*** LISTED RECORDS ***

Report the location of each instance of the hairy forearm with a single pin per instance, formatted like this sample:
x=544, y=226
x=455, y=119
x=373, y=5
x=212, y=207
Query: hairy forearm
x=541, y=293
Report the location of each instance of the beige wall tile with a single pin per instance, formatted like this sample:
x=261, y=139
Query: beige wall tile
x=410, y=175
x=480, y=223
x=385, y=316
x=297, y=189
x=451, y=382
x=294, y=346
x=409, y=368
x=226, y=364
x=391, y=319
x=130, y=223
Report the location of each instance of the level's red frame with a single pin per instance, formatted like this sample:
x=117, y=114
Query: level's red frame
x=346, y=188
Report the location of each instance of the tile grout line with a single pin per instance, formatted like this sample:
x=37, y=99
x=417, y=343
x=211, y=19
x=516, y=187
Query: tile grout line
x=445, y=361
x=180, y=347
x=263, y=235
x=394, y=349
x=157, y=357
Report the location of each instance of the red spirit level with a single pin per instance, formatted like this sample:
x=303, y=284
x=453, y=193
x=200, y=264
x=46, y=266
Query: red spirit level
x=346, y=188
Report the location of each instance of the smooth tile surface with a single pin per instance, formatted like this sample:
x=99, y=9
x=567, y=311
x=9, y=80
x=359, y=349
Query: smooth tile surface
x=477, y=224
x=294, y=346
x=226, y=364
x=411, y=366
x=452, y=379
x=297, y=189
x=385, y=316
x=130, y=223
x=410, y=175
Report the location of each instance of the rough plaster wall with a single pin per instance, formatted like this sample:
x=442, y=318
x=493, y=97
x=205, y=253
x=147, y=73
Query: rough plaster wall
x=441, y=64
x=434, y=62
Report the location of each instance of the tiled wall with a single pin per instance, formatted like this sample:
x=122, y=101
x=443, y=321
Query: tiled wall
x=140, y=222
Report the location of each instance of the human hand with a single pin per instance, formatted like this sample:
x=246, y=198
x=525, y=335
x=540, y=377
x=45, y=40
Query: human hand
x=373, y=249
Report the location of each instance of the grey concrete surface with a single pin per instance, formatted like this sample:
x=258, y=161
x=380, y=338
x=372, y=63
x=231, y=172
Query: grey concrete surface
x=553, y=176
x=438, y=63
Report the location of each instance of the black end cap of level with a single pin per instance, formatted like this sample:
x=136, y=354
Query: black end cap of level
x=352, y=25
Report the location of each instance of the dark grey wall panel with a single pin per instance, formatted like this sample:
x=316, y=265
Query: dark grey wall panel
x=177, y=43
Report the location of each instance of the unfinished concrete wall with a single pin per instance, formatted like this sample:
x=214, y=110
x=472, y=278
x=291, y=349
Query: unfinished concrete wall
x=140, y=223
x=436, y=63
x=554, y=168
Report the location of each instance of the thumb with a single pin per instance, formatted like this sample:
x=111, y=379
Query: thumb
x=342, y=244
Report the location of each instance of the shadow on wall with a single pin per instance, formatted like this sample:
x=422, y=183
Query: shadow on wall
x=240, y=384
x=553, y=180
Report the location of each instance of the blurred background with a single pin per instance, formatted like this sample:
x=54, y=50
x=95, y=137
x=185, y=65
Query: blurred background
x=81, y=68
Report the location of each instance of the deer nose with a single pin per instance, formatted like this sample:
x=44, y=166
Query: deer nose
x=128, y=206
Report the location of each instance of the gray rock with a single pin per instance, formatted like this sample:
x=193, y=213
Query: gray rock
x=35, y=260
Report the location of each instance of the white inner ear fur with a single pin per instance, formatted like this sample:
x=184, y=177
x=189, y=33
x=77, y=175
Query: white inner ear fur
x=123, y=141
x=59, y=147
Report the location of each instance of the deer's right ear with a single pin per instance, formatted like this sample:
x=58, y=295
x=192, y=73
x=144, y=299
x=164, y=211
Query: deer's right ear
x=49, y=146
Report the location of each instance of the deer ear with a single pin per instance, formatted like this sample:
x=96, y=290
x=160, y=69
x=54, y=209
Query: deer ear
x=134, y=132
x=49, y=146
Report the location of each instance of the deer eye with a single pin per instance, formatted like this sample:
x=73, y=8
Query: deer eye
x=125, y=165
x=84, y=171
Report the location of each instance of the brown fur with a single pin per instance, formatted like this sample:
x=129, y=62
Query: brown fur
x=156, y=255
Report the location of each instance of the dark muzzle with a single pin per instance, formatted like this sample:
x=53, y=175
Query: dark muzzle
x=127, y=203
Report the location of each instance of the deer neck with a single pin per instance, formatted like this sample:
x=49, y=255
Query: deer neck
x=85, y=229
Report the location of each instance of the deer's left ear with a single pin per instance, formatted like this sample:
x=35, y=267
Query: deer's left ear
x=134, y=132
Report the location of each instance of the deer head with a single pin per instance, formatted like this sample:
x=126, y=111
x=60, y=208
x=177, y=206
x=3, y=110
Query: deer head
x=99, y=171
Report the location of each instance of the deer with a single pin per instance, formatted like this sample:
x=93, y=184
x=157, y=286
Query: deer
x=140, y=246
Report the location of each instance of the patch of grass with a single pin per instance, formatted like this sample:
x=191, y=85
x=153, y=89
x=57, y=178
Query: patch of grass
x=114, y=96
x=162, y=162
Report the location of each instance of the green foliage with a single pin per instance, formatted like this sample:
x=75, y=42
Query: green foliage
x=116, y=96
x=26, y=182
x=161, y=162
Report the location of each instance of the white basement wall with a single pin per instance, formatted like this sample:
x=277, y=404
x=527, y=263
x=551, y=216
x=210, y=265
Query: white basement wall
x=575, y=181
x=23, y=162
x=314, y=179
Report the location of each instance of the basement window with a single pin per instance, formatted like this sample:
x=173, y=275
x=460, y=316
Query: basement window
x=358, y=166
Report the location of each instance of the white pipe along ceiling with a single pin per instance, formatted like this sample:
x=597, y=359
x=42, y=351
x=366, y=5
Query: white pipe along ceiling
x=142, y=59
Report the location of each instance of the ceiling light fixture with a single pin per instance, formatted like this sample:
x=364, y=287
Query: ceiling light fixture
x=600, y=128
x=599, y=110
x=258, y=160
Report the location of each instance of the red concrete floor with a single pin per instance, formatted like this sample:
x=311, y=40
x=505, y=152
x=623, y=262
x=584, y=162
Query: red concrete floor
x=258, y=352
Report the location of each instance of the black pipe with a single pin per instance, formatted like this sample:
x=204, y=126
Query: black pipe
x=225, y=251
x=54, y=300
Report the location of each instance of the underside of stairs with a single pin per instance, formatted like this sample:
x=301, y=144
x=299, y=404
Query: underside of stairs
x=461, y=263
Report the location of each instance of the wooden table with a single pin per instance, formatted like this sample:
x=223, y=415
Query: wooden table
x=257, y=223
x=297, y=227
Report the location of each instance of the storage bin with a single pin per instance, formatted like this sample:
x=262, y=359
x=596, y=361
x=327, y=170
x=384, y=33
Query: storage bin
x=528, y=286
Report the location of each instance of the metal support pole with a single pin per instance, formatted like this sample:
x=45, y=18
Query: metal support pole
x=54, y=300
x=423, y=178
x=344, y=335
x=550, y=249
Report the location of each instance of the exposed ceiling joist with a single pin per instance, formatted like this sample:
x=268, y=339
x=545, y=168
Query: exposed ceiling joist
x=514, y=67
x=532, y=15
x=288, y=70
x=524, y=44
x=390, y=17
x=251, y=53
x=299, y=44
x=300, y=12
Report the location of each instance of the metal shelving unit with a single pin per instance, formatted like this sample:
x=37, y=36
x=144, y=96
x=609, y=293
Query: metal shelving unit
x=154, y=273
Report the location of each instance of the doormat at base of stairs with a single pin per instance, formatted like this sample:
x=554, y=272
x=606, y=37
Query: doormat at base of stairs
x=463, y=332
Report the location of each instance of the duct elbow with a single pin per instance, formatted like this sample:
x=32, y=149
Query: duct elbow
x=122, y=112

*** End of LISTED RECORDS ***
*** LISTED RECORDS ***

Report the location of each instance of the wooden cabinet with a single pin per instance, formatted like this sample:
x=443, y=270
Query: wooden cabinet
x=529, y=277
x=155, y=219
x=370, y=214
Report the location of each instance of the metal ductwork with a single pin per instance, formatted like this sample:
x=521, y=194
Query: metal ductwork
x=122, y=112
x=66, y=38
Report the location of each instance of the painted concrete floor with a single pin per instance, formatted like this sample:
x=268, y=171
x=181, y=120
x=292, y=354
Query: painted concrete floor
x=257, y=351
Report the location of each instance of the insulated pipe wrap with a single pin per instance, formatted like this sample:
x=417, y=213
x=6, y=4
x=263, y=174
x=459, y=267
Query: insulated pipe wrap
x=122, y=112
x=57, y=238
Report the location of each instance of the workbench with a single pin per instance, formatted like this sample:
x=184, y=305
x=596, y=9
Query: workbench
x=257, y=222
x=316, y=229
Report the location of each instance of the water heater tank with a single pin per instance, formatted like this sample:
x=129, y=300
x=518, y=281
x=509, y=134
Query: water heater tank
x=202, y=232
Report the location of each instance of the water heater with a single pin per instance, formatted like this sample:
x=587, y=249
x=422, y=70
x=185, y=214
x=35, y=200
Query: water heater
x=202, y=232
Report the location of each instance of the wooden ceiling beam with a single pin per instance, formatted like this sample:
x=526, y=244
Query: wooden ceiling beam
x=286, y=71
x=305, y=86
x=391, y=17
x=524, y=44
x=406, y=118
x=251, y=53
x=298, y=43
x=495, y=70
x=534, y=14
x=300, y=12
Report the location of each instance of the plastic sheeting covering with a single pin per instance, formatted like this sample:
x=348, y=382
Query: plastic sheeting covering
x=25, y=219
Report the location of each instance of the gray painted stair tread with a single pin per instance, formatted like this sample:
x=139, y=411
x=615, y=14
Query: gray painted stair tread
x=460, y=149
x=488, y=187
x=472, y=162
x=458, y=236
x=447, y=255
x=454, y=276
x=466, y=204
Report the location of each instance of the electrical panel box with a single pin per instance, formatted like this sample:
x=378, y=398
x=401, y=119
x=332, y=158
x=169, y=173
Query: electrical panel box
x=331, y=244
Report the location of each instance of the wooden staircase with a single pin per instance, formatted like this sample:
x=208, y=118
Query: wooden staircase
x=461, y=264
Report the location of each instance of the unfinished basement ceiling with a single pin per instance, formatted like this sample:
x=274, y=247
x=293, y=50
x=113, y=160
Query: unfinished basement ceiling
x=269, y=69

*** End of LISTED RECORDS ***

## [EXERCISE INSTRUCTIONS]
What is needed is an exact copy of the lines above, from the one containing "Report the location of each instance of the dark muzzle" through the one containing "x=126, y=111", with nothing added.

## [ANSWER TO THIS EXERCISE]
Report the location of each instance of the dark muzzle with a single pin per instance, formatted like this sample:
x=53, y=175
Query: dark muzzle
x=127, y=203
Report the location of each instance of the deer neck with a single pin per instance, formatted like this sample:
x=49, y=255
Query: deer neck
x=85, y=229
Report the location of each instance of the deer's left ear with a single pin per instance, formatted like this sample:
x=35, y=267
Query: deer's left ear
x=134, y=132
Report the location of each instance of the deer head with a single pin per instance, formatted like this sample:
x=126, y=111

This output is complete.